Work to complete |
Extract each line of the listing below that contains the string "tower". Uppercase and lowercase letters must match exactly.

Records provided |
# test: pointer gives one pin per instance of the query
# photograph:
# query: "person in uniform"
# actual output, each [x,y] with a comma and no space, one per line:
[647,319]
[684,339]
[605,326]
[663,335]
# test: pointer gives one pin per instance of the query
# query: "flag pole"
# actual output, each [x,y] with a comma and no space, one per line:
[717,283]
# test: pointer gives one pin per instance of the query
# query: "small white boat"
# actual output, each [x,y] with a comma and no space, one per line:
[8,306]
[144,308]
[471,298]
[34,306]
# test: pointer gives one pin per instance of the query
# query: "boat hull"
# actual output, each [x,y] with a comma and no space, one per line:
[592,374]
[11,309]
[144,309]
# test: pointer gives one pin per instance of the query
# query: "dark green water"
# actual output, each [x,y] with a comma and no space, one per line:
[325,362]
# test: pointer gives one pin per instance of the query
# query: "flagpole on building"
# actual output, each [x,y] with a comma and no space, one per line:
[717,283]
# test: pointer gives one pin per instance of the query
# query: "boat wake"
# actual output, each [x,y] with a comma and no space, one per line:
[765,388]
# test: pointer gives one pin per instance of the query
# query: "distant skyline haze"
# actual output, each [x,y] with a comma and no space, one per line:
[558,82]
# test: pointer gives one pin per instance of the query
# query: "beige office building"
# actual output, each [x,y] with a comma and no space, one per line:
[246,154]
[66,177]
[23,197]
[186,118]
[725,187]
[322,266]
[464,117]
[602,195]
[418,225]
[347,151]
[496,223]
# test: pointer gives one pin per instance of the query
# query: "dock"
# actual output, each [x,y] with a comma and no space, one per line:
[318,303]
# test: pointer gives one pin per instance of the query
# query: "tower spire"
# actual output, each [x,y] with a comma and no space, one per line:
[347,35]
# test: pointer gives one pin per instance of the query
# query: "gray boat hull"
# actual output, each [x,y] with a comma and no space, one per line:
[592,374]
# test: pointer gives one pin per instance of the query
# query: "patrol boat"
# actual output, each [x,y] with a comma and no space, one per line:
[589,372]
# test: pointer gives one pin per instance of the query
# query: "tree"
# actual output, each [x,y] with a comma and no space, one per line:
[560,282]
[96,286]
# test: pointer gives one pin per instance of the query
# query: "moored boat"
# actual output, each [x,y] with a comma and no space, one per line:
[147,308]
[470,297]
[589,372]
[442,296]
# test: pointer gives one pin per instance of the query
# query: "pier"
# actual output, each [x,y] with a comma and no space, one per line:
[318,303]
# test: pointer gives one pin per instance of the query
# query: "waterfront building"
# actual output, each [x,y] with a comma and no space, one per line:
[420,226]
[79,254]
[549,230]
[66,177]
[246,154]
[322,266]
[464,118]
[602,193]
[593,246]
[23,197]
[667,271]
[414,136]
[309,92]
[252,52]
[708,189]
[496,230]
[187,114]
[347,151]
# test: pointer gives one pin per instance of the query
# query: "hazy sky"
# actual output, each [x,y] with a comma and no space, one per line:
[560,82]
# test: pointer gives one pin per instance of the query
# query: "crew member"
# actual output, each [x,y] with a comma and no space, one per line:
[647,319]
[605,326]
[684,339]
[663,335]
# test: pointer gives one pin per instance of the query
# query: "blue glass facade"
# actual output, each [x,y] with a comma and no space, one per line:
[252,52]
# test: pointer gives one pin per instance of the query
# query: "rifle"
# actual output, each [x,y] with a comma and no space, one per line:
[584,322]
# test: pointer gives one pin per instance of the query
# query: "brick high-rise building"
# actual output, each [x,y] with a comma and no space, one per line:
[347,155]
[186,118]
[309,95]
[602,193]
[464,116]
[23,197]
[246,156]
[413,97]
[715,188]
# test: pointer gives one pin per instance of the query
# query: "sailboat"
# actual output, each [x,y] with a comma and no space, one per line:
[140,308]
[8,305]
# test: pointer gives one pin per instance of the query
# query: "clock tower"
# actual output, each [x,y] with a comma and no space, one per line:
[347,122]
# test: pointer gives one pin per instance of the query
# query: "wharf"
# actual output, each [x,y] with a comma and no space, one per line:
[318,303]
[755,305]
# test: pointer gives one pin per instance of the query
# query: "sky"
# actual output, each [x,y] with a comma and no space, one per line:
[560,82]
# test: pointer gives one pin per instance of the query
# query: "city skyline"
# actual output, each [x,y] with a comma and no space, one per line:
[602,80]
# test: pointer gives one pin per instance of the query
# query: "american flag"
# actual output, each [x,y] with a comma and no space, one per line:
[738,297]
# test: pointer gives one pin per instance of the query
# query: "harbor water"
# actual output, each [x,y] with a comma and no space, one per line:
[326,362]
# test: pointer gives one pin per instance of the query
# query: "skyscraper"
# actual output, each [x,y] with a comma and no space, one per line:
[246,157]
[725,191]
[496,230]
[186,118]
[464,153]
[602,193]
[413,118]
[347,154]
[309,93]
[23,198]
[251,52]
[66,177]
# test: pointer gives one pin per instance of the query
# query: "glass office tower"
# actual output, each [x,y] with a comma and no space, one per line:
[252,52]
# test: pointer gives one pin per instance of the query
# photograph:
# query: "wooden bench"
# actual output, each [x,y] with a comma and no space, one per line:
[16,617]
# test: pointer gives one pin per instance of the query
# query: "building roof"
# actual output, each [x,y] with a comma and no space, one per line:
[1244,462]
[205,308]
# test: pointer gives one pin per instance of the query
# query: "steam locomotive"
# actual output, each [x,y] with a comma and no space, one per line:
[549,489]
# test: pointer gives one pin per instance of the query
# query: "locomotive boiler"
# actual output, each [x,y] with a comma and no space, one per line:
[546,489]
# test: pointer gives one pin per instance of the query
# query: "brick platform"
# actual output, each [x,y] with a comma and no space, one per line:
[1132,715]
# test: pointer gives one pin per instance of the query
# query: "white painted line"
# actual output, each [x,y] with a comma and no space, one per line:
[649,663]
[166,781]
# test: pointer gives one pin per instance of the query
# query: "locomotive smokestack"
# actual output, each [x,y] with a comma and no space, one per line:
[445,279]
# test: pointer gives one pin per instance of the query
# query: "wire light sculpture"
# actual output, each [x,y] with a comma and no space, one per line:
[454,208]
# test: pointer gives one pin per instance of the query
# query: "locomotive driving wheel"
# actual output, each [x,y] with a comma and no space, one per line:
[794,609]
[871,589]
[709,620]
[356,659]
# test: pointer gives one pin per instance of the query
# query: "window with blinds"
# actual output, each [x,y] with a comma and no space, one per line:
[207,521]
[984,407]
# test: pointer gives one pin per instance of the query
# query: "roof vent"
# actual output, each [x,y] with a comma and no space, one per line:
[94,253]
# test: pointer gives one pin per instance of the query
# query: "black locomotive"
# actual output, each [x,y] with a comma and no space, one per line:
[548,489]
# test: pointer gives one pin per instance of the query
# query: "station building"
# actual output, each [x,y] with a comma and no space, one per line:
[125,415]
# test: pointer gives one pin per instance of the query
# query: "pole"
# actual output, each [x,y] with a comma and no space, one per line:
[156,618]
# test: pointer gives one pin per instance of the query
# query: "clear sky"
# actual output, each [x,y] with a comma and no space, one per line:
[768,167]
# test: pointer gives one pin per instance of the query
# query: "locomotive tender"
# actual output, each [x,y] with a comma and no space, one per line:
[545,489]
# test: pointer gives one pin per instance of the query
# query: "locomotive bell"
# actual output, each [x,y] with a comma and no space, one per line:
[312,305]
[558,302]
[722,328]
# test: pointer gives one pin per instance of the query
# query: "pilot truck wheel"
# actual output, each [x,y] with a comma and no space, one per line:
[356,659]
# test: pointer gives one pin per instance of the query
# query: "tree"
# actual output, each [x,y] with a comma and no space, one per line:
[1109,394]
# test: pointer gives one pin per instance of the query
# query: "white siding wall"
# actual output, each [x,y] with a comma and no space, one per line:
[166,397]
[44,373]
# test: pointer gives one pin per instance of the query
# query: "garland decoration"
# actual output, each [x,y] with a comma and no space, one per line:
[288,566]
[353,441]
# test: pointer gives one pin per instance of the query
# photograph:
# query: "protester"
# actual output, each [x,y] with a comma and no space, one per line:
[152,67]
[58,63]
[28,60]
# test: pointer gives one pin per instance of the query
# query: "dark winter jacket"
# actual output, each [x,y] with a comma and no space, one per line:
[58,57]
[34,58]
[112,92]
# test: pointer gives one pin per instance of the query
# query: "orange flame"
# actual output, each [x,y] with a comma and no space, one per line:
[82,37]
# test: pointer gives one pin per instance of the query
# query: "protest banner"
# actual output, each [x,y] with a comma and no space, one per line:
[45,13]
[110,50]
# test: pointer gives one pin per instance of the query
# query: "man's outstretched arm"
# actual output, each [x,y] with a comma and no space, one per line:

Completed exercise |
# query: "tower spire"
# query: "clock tower"
# query: "glass office tower"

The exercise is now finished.